→ **Do this**
Write the line that includes "reliance trends entrance" and all subsequent lines, exactly as written, and nothing more.

→ **Record set**
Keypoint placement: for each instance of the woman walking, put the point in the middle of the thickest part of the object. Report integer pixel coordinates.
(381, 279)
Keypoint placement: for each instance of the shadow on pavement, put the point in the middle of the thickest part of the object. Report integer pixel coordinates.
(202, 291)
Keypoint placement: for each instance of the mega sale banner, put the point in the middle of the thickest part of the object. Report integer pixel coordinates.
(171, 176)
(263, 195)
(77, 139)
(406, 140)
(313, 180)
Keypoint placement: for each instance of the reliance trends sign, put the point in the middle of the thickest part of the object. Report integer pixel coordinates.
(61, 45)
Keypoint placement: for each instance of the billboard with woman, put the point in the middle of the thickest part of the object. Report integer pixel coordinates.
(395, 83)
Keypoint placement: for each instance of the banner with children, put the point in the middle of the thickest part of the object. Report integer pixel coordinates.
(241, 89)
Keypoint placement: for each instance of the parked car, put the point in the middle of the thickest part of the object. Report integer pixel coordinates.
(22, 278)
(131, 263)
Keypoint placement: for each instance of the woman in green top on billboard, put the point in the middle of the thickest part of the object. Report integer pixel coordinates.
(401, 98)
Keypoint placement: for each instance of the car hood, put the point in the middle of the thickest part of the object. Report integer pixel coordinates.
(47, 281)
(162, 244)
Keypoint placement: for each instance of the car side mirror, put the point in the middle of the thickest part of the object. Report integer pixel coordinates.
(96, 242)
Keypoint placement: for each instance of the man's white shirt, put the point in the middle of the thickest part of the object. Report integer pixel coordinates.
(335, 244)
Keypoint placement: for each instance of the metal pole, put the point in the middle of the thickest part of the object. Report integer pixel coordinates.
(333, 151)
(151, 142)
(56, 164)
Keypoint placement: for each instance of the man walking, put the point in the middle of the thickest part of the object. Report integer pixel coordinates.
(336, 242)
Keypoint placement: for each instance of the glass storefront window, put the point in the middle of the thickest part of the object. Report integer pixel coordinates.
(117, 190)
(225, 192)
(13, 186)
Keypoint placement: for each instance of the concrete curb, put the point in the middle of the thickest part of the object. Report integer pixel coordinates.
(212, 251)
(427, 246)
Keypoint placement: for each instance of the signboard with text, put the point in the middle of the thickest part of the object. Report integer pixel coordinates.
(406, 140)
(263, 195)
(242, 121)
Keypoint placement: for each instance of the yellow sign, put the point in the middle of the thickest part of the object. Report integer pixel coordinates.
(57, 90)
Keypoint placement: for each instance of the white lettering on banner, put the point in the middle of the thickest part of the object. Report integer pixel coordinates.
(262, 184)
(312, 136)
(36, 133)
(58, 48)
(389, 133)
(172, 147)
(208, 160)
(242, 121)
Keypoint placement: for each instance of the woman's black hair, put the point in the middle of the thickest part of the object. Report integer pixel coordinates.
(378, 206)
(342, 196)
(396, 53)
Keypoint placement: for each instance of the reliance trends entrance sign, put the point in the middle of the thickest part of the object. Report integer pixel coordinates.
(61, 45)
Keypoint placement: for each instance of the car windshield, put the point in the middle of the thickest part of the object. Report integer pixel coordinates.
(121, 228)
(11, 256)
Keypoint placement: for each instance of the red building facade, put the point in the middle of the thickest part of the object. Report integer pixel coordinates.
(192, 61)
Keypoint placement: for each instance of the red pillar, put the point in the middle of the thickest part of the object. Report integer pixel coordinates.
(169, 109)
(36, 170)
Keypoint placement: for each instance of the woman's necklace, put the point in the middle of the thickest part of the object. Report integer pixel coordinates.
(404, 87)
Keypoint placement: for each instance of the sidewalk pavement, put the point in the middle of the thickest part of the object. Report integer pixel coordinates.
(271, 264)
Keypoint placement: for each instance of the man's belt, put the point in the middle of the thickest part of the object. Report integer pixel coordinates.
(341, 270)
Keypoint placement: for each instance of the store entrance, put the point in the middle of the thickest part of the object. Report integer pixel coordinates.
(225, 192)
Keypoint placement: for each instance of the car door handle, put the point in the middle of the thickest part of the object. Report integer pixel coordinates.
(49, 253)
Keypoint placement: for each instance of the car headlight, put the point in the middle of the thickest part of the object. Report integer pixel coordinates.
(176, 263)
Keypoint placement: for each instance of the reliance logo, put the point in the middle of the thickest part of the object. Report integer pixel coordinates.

→ **Answer to this task**
Keypoint placement: for each instance of the reliance trends entrance sign, put the point in the middle of the thickest part of the object. Report integer pixel coordinates.
(61, 45)
Keypoint placement: for each instance of the car windshield, put the point in the middle of the thickest part of the object. Report integer pixel coordinates.
(121, 228)
(11, 256)
Keypoint placement: for each instance of the red building facade, put the point in the middle of the thickest part of the object. Report integer pixel coordinates.
(192, 61)
Keypoint placement: for each instance of the red pillar, put the point in the middle of the thickest part of the object. Report integer pixel coordinates.
(169, 109)
(36, 170)
Keypoint placement: for each instance of the woman's necklace, put the point in the middle of the thickest part of the object. Report integer pixel coordinates.
(404, 87)
Keypoint placement: for each instance of the sidewalk pavement, put the point in the middle of the thickest part of the object. Report integer pixel coordinates.
(271, 264)
Keypoint placement: for each instance of the man's belt, put the point in the middle of the thickest part of the object. Report integer pixel coordinates.
(341, 270)
Keypoint placement: for each instance of the store entrance, put the point in the middle of the thickest part of the object. Report integer pixel coordinates.
(225, 192)
Keypoint placement: for each instance of the car door handle, put the point in the middle of the thickest part of the object. Report integer pixel coordinates.
(49, 253)
Keypoint placement: for each instance of the car headlight, put the point in the middle of the thickest part of the object. Report integer pixel coordinates.
(176, 263)
Keypoint placement: for each instance of the reliance logo, put the point in the middle of the thickest part of the object. Report integer pixel coordinates.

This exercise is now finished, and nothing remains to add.